▸ **Extracted text**

------------------------------------------------------------------------

The first petitions survive from 1589 (Q/SR/16), but they only become common in the seventeenth century. They then survive more rarely from the 1660s onwards, before returning in significant numbers in the later eighteenth century. This edition includes transcriptions of all extant petitions from one year per decade from 1589 to 1799.

Figure 4:

Chronological distribution of sampled petitions.

Order books survive from 1619 to 1667 (Q/SO/2-7) and from 1696 onwards (Q/SO/10). Rough minute books survive from 1687 (Q/SMe/1). ‘Acta Sessionis’ survive among the rolls for c.1620-1630 (Q/SR). These acts, orders and minutes can provide further evidence about many of the petitions included here and about others that have not survived.

Acknowledgements

The cost of photographing the petitions was funded by an Economic History Society Carnevali Small Research Grant: ‘Seeking Redress in Early Modern England: Petitions to Local Authorities, c.1580-1750’. The cost of transcribing eighteenth-century items was funded by a later Economic History Society Carnevali Small Research Grant: ‘Poverty, Taxation and Regulation: Petitions to Local magistrates in Eighteenth-Century England’. The other costs, including transcription of seventeenth-century items and editorial work, were funded by an Arts and Humanities Research Council Research Grant: ‘The Power of Petitioning in Seventeenth-Century England’ (AH/S001654/1).

------------------------------------------------------------------------

▸ **Listed records**
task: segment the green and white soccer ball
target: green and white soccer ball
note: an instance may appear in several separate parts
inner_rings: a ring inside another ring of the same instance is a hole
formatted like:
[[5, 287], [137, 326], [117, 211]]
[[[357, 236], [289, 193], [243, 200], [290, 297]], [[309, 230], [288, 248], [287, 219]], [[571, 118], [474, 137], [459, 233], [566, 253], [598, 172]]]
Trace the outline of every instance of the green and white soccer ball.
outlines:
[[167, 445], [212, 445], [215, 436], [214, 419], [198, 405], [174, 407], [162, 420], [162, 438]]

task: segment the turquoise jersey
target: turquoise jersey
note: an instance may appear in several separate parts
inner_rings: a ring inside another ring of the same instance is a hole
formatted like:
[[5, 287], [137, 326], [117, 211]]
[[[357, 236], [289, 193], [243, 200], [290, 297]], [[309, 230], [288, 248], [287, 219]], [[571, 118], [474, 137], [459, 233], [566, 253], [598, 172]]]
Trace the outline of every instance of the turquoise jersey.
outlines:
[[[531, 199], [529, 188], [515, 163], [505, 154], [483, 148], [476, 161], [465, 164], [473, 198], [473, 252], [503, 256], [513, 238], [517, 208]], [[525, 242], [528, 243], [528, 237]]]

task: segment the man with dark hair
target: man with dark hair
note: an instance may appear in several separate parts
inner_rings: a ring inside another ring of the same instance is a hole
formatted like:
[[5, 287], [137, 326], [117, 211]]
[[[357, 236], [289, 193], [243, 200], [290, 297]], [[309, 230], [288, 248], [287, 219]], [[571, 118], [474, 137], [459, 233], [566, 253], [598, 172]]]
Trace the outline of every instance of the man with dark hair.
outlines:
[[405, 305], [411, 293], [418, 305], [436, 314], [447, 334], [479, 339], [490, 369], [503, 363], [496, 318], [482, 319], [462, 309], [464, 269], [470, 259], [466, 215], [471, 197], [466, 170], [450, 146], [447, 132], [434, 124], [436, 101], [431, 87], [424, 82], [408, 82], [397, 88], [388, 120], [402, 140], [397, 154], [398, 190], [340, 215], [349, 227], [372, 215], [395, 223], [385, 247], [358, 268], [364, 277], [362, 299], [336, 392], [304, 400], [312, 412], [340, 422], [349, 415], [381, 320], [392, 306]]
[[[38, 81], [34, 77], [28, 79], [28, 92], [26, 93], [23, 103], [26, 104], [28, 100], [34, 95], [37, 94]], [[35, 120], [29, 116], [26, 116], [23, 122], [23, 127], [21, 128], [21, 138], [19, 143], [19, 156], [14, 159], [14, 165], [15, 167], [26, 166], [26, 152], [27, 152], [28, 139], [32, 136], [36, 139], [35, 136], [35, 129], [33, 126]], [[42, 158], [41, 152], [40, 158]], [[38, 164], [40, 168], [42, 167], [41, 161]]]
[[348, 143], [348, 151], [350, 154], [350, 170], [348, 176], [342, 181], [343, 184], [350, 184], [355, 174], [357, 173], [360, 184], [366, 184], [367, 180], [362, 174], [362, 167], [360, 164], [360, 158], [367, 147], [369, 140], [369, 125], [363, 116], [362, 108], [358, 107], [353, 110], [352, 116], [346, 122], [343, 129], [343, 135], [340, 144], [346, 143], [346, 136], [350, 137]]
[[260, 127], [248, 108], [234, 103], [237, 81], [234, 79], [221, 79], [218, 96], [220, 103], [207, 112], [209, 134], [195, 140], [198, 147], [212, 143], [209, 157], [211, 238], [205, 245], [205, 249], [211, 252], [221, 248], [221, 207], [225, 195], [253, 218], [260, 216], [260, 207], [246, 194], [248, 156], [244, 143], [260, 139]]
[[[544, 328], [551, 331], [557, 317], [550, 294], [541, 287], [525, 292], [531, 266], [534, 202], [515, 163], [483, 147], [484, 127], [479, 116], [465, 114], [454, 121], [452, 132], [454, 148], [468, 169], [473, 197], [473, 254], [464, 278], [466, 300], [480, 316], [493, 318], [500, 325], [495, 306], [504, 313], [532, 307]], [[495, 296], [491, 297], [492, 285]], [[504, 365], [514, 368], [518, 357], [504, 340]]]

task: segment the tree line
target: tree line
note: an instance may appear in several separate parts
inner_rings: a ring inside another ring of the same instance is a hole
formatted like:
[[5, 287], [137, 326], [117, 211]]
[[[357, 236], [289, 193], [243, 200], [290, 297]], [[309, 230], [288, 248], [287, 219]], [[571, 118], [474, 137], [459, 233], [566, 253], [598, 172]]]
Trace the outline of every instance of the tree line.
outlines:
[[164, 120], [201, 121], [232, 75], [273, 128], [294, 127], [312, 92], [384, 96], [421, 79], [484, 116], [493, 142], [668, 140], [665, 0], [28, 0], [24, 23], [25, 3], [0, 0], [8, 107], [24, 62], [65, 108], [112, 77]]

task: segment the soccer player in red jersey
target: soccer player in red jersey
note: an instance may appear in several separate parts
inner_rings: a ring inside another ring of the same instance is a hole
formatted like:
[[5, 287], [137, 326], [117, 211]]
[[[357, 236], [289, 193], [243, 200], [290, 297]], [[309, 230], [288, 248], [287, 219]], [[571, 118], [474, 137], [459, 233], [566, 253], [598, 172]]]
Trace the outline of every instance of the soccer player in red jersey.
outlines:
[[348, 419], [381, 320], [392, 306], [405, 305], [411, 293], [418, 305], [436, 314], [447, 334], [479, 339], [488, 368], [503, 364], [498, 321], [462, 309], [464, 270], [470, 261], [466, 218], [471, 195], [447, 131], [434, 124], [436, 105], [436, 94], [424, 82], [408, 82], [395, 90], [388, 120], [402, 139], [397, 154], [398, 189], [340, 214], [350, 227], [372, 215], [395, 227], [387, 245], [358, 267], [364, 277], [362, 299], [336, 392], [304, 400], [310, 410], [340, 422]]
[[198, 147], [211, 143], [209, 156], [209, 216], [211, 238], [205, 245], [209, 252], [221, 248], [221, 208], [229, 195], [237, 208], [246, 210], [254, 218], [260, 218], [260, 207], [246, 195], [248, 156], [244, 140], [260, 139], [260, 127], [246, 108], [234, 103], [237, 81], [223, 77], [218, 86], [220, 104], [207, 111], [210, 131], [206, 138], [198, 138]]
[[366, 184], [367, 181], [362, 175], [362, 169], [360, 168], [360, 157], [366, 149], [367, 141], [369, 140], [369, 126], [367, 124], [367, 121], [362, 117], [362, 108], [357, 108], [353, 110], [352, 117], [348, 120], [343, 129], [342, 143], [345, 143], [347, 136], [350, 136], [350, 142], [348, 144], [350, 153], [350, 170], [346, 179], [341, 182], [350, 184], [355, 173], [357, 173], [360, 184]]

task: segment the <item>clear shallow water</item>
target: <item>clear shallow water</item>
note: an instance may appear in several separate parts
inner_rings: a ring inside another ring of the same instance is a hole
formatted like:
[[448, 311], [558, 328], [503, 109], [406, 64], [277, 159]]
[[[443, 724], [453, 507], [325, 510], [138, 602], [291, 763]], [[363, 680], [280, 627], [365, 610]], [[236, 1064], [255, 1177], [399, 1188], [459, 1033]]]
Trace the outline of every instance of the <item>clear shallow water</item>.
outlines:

------------------------------------------------------------------------

▸ **Your tasks**
1. According to the text about the petitions, from which year do the rough minute books survive?
2. Change "edition" to "collection" in the text about the petitions, and give the passage starting at "The first petitions" and ending at "have not survived." with that change made.

▸ **Responses by task**
1. 1687

2.
The first petitions survive from 1589 (Q/SR/16), but they only become common in the seventeenth century. They then survive more rarely from the 1660s onwards, before returning in significant numbers in the later eighteenth century. This collection includes transcriptions of all extant petitions from one year per decade from 1589 to 1799.

Figure 4:

Chronological distribution of sampled petitions.

Order books survive from 1619 to 1667 (Q/SO/2-7) and from 1696 onwards (Q/SO/10). Rough minute books survive from 1687 (Q/SMe/1). ‘Acta Sessionis’ survive among the rolls for c.1620-1630 (Q/SR). These acts, orders and minutes can provide further evidence about many of the petitions included here and about others that have not survived.